[Natural-language object grounding data]
---
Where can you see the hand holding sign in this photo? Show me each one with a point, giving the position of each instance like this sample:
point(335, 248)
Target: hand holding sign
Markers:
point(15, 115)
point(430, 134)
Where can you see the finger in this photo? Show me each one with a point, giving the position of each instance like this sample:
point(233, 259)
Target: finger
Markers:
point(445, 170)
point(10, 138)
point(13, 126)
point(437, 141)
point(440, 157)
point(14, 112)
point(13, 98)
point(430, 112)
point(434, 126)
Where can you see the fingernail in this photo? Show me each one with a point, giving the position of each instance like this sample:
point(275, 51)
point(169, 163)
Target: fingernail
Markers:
---
Filter the entries down to the lines with the word "giving" in them.

Where can you see the hand holding sign in this photo? Show me each one with a point, giving the position of each instance like this sample:
Where can you see the finger in this photo? Show me each one with a point, giving the position of each instance like this sample:
Where can you see the fingernail in this photo? Show me each one with a point, giving the position of each instance like this sample:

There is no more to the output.